The question pertains more to:

907.10.2 Employee work areas.  Where employee work areas have audible alarm coverage, the wiring system shall be designed so that visible alarm notification appliances can be integrated into the alarm system.

All offices will have audible alarm coverage, so all offices must have visible notification capability.

I see what you are saying Gene, but what is "designed"?

Is "designed" electrically designed-- a wire of sufficient gauge and capacity such that visible notification devices may be added?

Is "designed" physically designed-- the wire routed such that visible notification devices may be added in all employee work areas?

Is it correct to require that the wire be routed such that visible notification devices may be added in the future without undue expense?

Or is a wire that is electrically capable of supporting the devices, but requires trenching across 20' of GWB ceiling to access, acceptable?

Thanks for the replies, really appreciate it!


----------



## cda (May 28, 2010)

I believe this question has been discussed before, maybe in the old time forum, and thought the feeling was that

1. depends on ahj what they read

2. is the system able to be expanded, no wire run, to accomodate the needs in the future.

I feel you  do not have to run extra wire, when a new system is installed


----------



## FM William Burns (May 28, 2010)

Not to jump Gene's reply:

What we are seeing is the installing contractor providing additional wire loops so future renovations will allow easy access to run the wire (if necessary) and they don't have to box it in which adds to the cost.  What we are hearing is that other jurisdictions are requiring boxes and coverplates which add to the cost and drastically affects their equal bidding potentials regionally.  The way we look at it is if the wire is provided and power supplies can support it, let them provide additional wire loop as long as the ceiling tiles will support the weight.

▶ [What to do]:
#1 List every sentence in the alarm wiring forum thread that begins with the word "Is".
#2 Reproduce the alarm wiring forum thread word for word from "907.10.2 Employee work" up to and including "employee work areas?".

▶ [Dataset entries]:
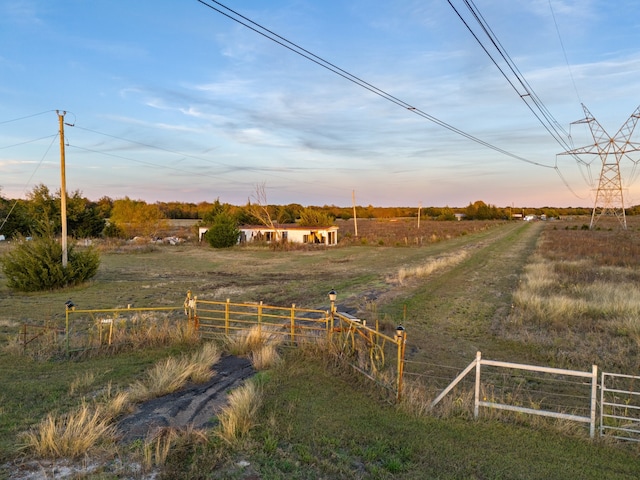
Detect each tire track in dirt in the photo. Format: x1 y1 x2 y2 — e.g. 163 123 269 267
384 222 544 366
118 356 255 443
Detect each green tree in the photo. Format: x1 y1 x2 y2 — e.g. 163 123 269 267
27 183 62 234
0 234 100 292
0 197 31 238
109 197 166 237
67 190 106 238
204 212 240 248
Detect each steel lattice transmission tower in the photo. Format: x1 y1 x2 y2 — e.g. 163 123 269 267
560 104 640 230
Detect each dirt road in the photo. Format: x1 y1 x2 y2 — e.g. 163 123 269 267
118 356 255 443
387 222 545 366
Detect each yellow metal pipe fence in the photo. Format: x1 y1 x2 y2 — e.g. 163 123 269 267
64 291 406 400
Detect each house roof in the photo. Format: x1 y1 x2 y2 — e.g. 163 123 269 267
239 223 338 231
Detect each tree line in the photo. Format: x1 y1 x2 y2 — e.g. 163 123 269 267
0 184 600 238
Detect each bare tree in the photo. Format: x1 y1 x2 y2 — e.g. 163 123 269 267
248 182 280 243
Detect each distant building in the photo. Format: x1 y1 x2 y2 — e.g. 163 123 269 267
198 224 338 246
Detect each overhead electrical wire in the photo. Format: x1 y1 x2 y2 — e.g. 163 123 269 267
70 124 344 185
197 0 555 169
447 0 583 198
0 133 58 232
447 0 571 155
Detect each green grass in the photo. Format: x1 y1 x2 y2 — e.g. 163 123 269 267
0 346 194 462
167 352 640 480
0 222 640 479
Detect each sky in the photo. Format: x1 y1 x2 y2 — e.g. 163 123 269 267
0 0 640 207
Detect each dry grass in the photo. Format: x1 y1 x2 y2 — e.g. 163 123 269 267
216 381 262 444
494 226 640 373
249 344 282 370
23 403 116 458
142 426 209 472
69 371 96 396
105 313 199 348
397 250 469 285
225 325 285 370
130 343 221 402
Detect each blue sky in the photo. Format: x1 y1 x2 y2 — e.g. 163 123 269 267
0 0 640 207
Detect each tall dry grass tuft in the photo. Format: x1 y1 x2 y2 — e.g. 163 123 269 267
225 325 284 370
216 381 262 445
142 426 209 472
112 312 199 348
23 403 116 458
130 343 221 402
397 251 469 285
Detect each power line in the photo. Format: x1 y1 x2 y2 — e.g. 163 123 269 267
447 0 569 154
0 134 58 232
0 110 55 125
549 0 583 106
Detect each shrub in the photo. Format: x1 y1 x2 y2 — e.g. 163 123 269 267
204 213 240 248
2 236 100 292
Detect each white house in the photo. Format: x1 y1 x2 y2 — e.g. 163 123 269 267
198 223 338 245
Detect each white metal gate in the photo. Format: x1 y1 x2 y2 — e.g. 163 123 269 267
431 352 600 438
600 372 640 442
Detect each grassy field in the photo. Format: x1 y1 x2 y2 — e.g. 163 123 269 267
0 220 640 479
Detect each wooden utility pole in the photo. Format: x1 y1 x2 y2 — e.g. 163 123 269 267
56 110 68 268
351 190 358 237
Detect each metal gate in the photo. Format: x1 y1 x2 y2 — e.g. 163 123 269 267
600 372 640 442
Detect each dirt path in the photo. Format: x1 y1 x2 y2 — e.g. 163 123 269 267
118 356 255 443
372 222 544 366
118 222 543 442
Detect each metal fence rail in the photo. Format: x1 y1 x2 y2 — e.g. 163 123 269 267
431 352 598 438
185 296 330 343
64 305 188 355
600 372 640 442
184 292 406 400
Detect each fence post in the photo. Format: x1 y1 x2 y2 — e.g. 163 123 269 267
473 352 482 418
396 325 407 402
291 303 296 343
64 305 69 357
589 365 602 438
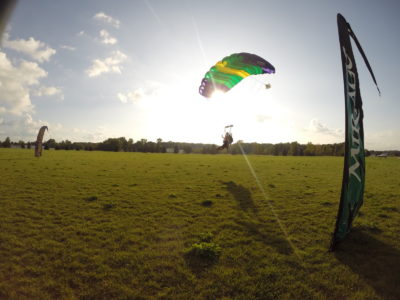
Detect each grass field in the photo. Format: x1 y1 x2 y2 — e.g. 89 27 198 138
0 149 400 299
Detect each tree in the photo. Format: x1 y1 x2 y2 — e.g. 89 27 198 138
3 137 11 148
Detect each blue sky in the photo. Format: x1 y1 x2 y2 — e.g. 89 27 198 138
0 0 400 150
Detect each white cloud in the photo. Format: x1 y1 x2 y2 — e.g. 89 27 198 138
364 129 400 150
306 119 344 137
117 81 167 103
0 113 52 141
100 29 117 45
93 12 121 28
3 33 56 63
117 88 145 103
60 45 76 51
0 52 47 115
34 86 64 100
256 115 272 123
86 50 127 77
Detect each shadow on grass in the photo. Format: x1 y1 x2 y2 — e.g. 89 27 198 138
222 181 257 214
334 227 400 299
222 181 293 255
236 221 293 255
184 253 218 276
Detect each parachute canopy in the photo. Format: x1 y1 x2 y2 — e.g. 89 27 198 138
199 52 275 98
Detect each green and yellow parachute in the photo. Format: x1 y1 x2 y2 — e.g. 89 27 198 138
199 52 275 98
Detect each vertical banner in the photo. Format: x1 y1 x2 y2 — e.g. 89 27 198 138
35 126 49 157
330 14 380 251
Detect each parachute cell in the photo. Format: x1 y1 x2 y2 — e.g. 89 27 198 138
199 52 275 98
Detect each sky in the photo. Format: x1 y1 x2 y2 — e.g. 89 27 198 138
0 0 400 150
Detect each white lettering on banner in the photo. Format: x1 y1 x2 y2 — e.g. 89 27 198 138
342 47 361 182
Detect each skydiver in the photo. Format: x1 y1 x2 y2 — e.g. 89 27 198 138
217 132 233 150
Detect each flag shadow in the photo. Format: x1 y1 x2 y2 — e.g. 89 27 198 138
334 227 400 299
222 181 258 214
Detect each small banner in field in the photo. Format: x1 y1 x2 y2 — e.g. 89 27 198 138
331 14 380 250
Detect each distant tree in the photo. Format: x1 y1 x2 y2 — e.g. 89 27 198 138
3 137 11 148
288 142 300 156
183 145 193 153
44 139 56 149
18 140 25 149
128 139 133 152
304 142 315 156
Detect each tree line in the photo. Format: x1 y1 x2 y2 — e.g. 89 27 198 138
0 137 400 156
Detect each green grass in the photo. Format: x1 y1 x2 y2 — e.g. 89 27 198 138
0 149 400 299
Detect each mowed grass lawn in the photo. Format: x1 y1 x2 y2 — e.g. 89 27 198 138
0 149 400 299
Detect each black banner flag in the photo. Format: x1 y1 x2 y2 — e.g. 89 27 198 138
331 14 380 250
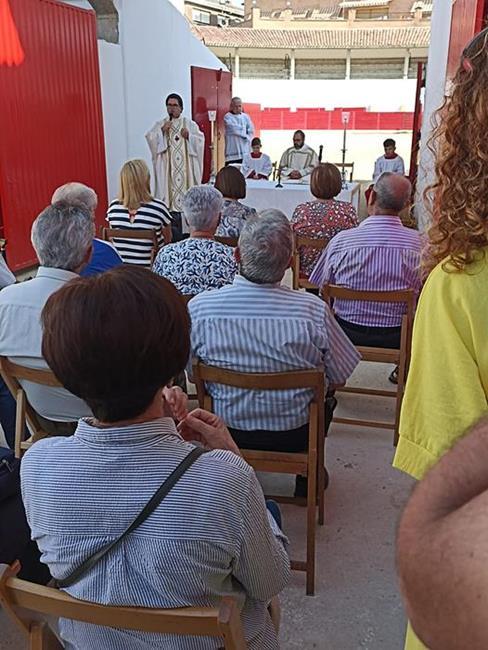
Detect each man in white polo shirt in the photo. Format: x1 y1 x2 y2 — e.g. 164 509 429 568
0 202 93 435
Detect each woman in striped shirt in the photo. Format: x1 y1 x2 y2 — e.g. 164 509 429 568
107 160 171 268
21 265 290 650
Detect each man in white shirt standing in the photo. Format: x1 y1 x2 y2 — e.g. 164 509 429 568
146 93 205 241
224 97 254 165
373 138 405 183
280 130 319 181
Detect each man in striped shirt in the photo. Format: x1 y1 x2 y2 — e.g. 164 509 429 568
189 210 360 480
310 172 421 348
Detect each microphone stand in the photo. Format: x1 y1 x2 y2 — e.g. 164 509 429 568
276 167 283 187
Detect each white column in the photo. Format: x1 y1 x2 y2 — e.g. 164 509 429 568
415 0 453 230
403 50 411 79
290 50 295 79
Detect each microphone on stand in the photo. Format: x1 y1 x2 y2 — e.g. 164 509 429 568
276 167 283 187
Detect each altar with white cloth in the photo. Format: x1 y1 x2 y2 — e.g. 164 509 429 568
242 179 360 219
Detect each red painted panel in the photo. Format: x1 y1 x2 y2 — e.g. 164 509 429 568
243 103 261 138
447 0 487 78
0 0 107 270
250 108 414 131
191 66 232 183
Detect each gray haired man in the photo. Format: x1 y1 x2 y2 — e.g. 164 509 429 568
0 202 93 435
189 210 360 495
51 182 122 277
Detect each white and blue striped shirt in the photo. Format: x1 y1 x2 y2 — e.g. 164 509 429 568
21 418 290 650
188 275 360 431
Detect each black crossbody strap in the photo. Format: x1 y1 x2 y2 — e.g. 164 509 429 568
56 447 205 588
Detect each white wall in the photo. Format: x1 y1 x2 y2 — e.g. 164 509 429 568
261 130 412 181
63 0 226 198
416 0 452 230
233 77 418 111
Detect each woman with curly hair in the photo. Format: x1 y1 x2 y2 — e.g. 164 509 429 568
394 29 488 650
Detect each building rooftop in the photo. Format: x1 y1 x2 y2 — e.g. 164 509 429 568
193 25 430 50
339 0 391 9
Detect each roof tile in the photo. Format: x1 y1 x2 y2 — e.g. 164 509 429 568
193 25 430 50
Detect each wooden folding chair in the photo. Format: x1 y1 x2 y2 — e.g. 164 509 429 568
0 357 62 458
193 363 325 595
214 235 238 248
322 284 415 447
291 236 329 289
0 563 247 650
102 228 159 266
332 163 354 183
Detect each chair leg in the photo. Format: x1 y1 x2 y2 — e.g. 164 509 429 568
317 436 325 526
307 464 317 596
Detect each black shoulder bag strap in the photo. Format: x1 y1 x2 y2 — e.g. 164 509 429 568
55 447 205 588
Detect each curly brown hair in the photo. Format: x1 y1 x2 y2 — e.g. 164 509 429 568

▶ [Answers]:
#1
- Is "designed" electrically designed-- a wire of sufficient gauge and capacity such that visible notification devices may be added?
- Is "designed" physically designed-- the wire routed such that visible notification devices may be added in all employee work areas?
- Is it correct to require that the wire be routed such that visible notification devices may be added in the future without undue expense?

#2
907.10.2 Employee work areas.  Where employee work areas have audible alarm coverage, the wiring system shall be designed so that visible alarm notification appliances can be integrated into the alarm system.

All offices will have audible alarm coverage, so all offices must have visible notification capability.

I see what you are saying Gene, but what is "designed"?

Is "designed" electrically designed-- a wire of sufficient gauge and capacity such that visible notification devices may be added?

Is "designed" physically designed-- the wire routed such that visible notification devices may be added in all employee work areas?